- _Information_
···
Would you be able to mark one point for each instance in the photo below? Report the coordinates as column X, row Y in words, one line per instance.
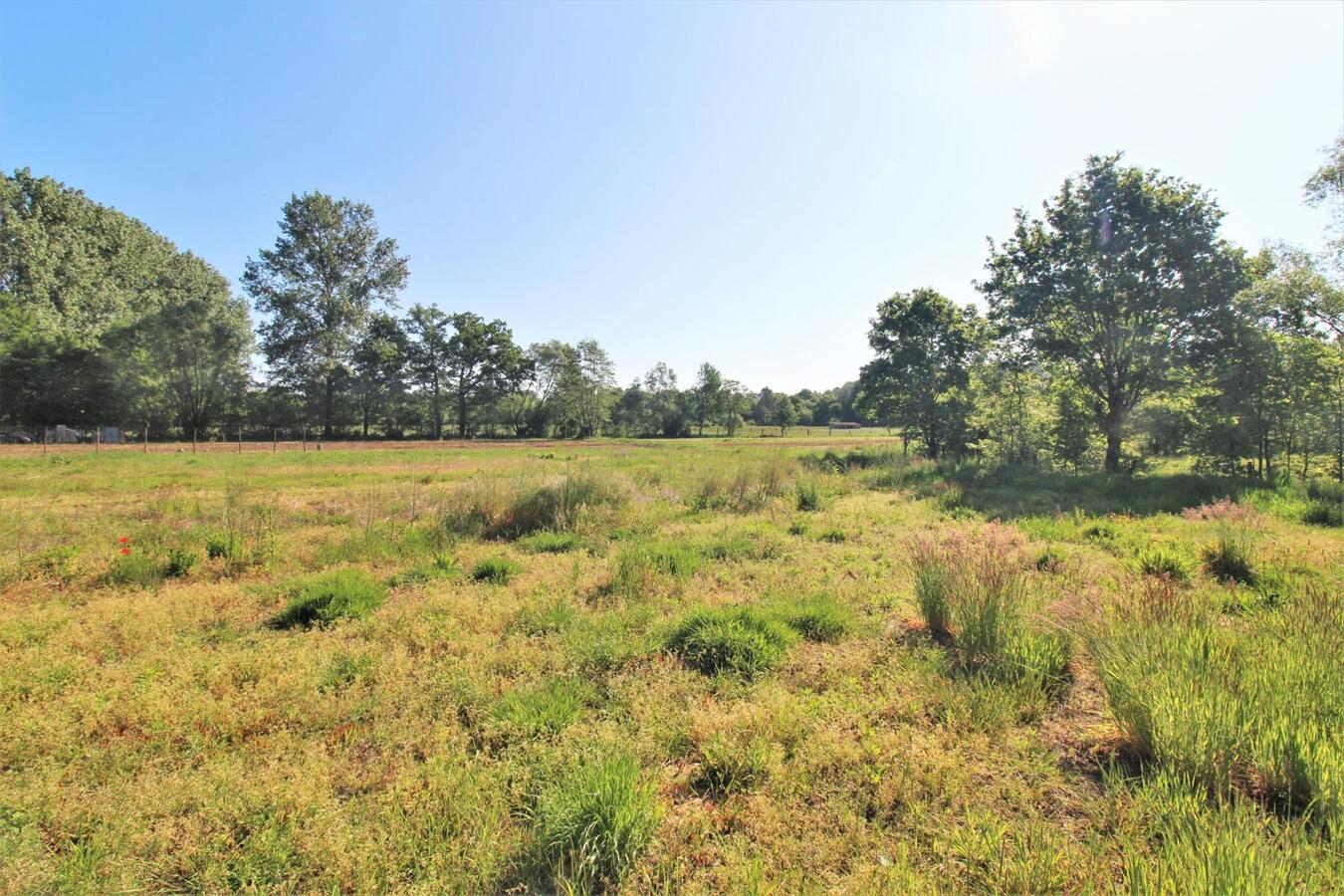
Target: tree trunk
column 329, row 406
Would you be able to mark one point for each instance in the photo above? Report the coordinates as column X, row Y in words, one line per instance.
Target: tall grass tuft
column 327, row 596
column 593, row 826
column 740, row 641
column 1250, row 706
column 496, row 508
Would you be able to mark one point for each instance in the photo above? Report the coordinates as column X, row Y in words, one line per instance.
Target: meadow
column 748, row 665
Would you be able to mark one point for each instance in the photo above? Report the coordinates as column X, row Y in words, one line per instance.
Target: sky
column 686, row 183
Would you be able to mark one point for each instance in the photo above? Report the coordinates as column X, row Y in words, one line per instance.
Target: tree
column 481, row 361
column 380, row 365
column 707, row 395
column 1117, row 281
column 785, row 414
column 427, row 356
column 921, row 376
column 319, row 285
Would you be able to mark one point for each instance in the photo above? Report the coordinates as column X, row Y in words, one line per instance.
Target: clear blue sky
column 728, row 183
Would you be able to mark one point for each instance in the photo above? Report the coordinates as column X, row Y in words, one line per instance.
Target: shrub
column 546, row 708
column 496, row 569
column 741, row 641
column 550, row 542
column 806, row 495
column 1164, row 561
column 327, row 596
column 1329, row 514
column 180, row 561
column 820, row 618
column 593, row 825
column 498, row 510
column 729, row 766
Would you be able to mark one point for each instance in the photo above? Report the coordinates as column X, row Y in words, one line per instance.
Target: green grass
column 329, row 596
column 593, row 825
column 495, row 569
column 738, row 641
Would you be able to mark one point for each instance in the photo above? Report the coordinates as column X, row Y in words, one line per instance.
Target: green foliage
column 594, row 823
column 549, row 542
column 496, row 569
column 1166, row 561
column 180, row 561
column 817, row 618
column 327, row 596
column 736, row 639
column 499, row 510
column 440, row 567
column 729, row 765
column 544, row 710
column 808, row 495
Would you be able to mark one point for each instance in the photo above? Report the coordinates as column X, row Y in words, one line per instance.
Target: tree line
column 104, row 322
column 1121, row 324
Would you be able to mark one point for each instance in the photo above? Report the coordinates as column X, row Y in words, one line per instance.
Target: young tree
column 427, row 357
column 1117, row 281
column 921, row 376
column 707, row 395
column 379, row 361
column 483, row 361
column 319, row 284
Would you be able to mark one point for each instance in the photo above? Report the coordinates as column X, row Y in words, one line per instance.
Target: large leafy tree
column 920, row 379
column 1118, row 280
column 327, row 273
column 481, row 362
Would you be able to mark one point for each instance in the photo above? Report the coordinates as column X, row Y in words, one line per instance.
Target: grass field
column 752, row 665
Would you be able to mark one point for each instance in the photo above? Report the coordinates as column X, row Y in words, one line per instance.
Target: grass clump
column 740, row 641
column 496, row 569
column 818, row 618
column 544, row 710
column 441, row 567
column 593, row 825
column 327, row 596
column 808, row 496
column 550, row 542
column 729, row 766
column 1164, row 561
column 502, row 510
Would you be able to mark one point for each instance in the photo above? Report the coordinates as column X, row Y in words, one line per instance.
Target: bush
column 1328, row 514
column 808, row 495
column 550, row 542
column 499, row 510
column 820, row 618
column 327, row 596
column 741, row 641
column 495, row 569
column 729, row 766
column 593, row 825
column 1164, row 561
column 544, row 710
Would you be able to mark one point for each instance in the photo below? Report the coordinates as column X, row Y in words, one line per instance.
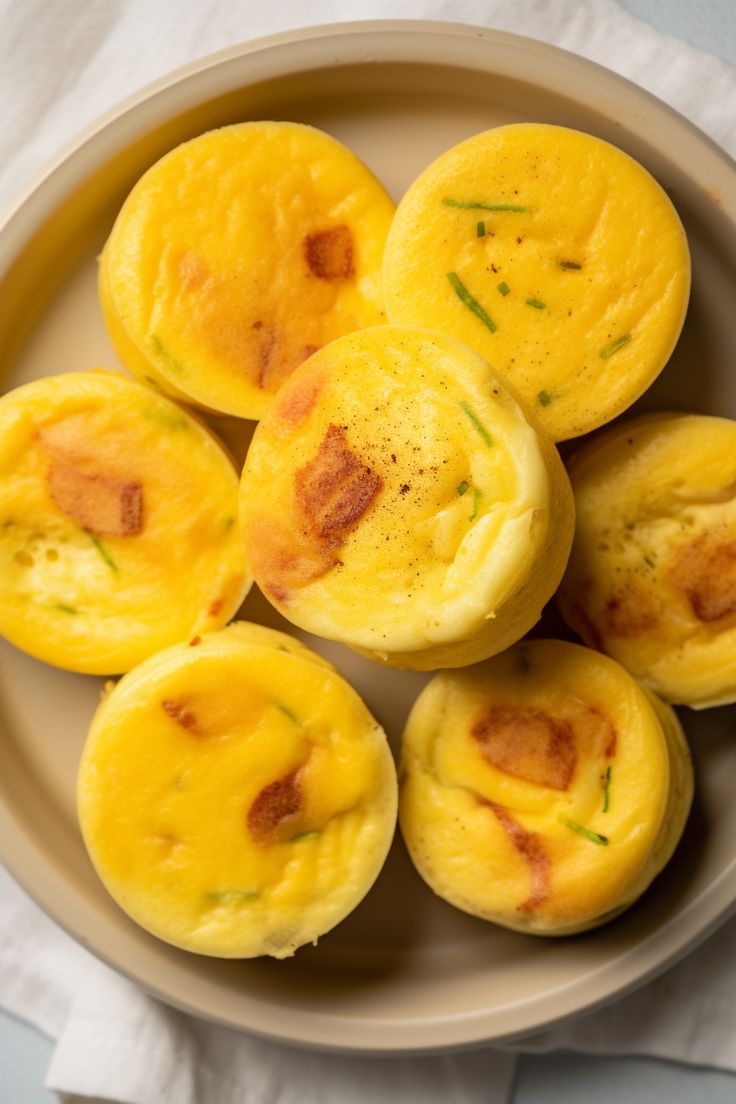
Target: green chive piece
column 232, row 897
column 287, row 712
column 593, row 836
column 473, row 205
column 607, row 785
column 478, row 425
column 470, row 301
column 609, row 350
column 161, row 350
column 104, row 553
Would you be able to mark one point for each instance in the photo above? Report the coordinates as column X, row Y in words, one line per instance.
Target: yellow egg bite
column 236, row 797
column 555, row 255
column 397, row 499
column 117, row 523
column 543, row 789
column 652, row 575
column 236, row 256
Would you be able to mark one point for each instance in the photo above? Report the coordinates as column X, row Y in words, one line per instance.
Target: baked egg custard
column 236, row 256
column 542, row 789
column 556, row 256
column 235, row 796
column 397, row 499
column 652, row 575
column 118, row 531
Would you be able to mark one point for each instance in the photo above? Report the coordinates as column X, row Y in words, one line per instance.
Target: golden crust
column 512, row 242
column 542, row 789
column 652, row 574
column 236, row 256
column 235, row 795
column 117, row 534
column 396, row 464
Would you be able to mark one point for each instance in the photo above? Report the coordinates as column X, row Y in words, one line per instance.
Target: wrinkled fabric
column 61, row 65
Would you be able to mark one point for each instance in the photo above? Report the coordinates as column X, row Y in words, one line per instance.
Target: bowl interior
column 404, row 972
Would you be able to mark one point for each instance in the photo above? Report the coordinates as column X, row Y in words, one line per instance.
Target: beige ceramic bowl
column 404, row 972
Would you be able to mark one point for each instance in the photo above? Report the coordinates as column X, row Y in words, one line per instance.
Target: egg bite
column 652, row 574
column 118, row 531
column 397, row 499
column 556, row 256
column 543, row 789
column 236, row 256
column 236, row 798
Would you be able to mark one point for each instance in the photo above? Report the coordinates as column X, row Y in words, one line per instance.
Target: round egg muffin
column 118, row 531
column 397, row 499
column 235, row 796
column 543, row 789
column 555, row 255
column 652, row 575
column 236, row 256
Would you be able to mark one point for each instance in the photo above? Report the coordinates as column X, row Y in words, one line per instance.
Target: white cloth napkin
column 61, row 64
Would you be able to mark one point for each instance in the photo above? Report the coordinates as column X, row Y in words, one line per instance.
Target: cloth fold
column 61, row 64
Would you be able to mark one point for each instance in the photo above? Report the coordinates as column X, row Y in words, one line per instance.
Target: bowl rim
column 336, row 45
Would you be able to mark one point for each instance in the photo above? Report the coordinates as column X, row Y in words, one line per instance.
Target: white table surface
column 550, row 1079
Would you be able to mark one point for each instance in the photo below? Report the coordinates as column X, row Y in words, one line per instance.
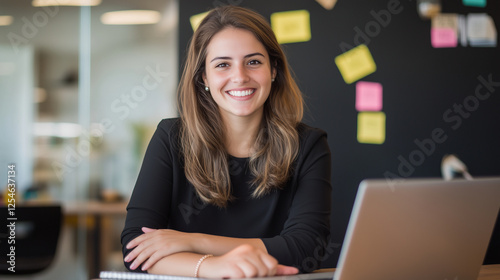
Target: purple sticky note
column 443, row 38
column 368, row 96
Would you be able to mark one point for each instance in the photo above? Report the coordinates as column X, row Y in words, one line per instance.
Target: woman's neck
column 241, row 134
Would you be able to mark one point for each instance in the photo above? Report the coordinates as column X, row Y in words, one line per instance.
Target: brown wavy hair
column 202, row 135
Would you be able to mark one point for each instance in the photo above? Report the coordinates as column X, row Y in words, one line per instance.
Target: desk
column 487, row 272
column 100, row 213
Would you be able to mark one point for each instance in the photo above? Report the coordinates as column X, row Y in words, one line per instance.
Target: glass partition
column 83, row 85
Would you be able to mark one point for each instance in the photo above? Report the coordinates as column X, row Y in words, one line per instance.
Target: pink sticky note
column 443, row 38
column 368, row 96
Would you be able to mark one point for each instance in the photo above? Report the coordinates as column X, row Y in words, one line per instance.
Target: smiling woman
column 237, row 186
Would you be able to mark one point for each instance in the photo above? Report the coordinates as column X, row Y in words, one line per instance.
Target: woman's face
column 238, row 73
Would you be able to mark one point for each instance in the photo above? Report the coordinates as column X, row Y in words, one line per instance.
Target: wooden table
column 100, row 213
column 487, row 272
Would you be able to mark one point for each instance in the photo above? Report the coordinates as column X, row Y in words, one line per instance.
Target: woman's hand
column 243, row 262
column 156, row 244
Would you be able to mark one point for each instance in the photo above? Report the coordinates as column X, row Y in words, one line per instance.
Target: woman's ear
column 204, row 77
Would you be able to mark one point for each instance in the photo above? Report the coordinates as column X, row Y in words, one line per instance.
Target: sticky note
column 327, row 4
column 444, row 31
column 197, row 19
column 481, row 31
column 371, row 127
column 443, row 38
column 475, row 3
column 355, row 64
column 291, row 26
column 368, row 96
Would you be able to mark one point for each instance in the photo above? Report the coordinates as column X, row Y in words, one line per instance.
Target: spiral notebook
column 110, row 275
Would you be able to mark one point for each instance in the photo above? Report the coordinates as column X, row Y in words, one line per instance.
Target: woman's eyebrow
column 246, row 56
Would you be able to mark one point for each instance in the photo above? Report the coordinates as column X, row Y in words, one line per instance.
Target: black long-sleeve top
column 293, row 222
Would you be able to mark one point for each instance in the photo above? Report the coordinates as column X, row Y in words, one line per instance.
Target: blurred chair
column 451, row 168
column 36, row 236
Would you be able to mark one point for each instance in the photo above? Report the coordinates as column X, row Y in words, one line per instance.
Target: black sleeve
column 150, row 201
column 306, row 231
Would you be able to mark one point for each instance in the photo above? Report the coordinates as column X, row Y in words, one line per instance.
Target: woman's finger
column 283, row 270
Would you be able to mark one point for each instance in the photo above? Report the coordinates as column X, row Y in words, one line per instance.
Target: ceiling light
column 131, row 17
column 43, row 3
column 6, row 20
column 63, row 130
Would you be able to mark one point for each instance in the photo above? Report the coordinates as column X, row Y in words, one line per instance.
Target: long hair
column 202, row 135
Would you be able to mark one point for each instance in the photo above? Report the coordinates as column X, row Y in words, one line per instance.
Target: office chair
column 451, row 167
column 36, row 234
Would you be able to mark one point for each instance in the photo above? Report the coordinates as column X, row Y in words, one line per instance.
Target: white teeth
column 241, row 92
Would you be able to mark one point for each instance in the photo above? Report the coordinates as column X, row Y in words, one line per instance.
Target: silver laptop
column 419, row 229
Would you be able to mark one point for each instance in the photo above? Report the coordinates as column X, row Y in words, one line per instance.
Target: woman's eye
column 221, row 65
column 254, row 62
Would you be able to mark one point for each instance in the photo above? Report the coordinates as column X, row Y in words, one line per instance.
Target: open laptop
column 419, row 229
column 422, row 229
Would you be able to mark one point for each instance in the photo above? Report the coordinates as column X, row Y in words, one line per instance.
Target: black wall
column 420, row 85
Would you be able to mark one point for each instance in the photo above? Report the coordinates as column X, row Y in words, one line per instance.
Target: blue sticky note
column 475, row 3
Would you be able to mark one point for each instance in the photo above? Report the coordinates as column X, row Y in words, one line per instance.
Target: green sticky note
column 355, row 64
column 371, row 127
column 197, row 19
column 291, row 26
column 475, row 3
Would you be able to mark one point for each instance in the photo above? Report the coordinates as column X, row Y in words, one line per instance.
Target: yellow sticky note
column 291, row 26
column 196, row 20
column 371, row 127
column 355, row 64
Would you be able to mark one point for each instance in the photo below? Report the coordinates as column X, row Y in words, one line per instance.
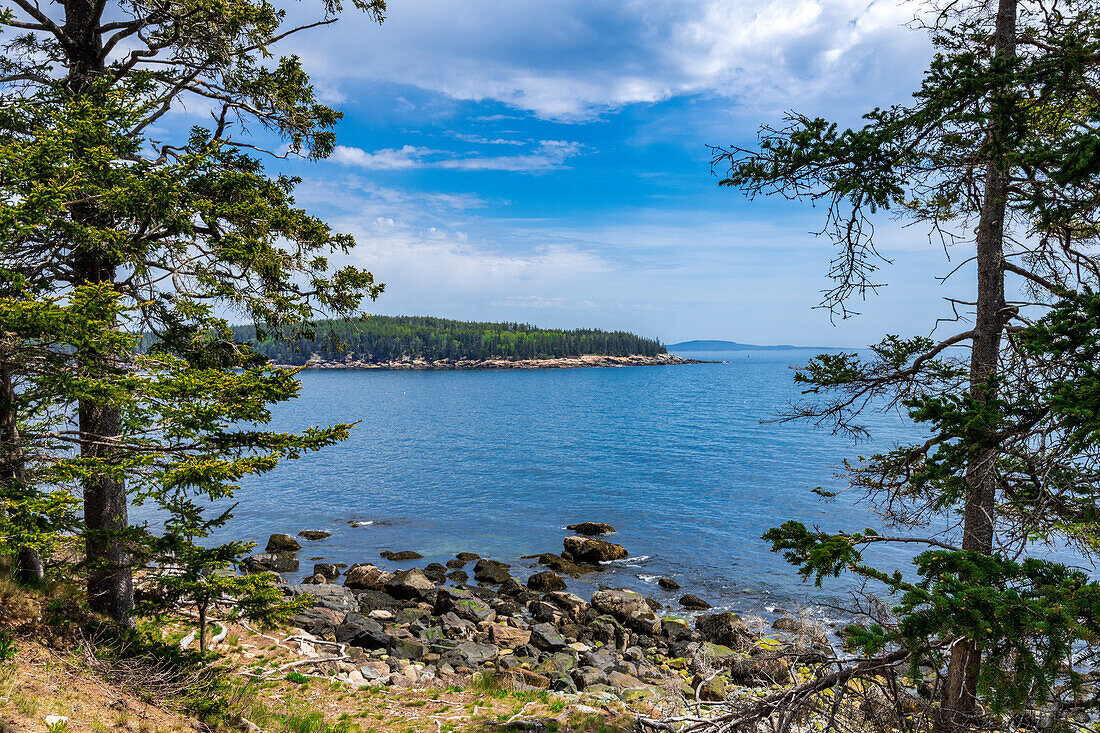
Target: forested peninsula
column 428, row 342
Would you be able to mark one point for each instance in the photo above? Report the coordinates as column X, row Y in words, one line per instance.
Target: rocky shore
column 442, row 625
column 558, row 362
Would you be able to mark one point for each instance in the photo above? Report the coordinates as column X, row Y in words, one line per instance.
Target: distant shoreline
column 452, row 364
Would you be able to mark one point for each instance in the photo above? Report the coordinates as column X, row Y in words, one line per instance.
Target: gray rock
column 318, row 621
column 370, row 600
column 547, row 638
column 407, row 584
column 592, row 528
column 490, row 573
column 510, row 587
column 574, row 606
column 365, row 577
column 402, row 556
column 327, row 570
column 406, row 648
column 436, row 572
column 546, row 581
column 270, row 562
column 473, row 654
column 725, row 628
column 558, row 564
column 283, row 544
column 464, row 604
column 590, row 549
column 337, row 598
column 628, row 608
column 455, row 626
column 694, row 602
column 363, row 632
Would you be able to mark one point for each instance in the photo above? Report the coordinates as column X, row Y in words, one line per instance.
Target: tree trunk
column 110, row 579
column 958, row 700
column 13, row 468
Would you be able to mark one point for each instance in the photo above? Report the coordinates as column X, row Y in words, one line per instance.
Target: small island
column 424, row 342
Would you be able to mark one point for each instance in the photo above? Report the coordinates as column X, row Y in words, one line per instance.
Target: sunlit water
column 681, row 460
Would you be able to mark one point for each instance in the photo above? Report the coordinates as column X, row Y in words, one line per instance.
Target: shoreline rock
column 557, row 362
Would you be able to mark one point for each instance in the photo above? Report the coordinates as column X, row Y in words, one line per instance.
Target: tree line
column 394, row 338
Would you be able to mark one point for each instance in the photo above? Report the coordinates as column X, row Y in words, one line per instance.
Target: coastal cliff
column 552, row 362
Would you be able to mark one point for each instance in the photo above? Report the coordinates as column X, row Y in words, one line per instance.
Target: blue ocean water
column 681, row 460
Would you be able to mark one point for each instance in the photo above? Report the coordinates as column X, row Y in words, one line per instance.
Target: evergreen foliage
column 998, row 153
column 394, row 338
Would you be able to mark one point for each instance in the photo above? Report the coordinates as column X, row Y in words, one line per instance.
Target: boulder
column 363, row 632
column 546, row 581
column 759, row 670
column 624, row 681
column 547, row 638
column 318, row 621
column 558, row 564
column 327, row 570
column 590, row 549
column 402, row 556
column 787, row 624
column 628, row 608
column 455, row 626
column 463, row 604
column 336, row 598
column 694, row 602
column 592, row 528
column 488, row 571
column 573, row 605
column 406, row 648
column 408, row 584
column 371, row 600
column 271, row 562
column 283, row 544
column 725, row 628
column 365, row 577
column 436, row 572
column 509, row 637
column 473, row 654
column 510, row 587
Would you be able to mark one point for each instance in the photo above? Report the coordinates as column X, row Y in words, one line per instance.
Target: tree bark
column 959, row 697
column 110, row 579
column 13, row 468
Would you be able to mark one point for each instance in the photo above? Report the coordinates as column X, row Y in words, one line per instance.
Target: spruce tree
column 997, row 155
column 185, row 229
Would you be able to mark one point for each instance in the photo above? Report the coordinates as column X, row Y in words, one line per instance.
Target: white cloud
column 546, row 155
column 572, row 59
column 388, row 159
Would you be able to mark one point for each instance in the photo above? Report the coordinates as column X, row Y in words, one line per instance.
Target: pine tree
column 177, row 227
column 997, row 153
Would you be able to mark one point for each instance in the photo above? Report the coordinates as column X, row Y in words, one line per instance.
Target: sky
column 549, row 162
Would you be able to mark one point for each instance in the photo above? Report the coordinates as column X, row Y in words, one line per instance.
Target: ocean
column 684, row 461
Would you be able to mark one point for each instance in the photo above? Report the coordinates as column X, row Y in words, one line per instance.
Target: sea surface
column 684, row 461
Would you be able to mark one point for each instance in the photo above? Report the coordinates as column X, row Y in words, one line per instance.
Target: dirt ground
column 276, row 698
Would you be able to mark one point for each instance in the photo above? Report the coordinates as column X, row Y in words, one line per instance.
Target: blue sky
column 548, row 162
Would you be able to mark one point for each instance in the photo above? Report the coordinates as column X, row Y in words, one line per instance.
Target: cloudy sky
column 548, row 162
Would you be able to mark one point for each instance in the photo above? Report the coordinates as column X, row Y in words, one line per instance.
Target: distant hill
column 726, row 346
column 388, row 338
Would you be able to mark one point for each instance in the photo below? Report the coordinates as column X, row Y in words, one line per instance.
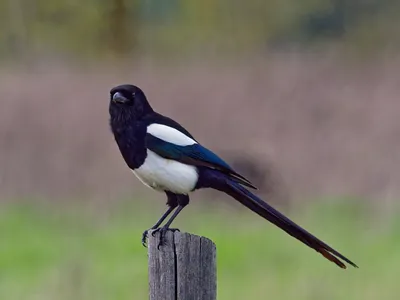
···
Once the line containing "Target: dirt ground" is found, write out exactly that line and each line after it through the end of the entries, omitting pictures.

Target: dirt ground
column 276, row 698
Would you be able to mark one point for each instance in the photo above? Report the coordinates as column X, row Y in words, one line per instance.
Target: blue sky
column 548, row 162
Would you be able to mark one point for each instance in the photo above? Report the coordinates as column X, row Y in words, one line per instance.
Target: cloudy sky
column 548, row 162
Would you be able to mark one point for each instance in the photo above? Report the coordinates as column X, row Y in words, one line per instance.
Target: distant hill
column 726, row 346
column 388, row 338
Would you be able to mark one point for each instance in the photo below? Report the coordinates as column X, row Y in words, one line per instance.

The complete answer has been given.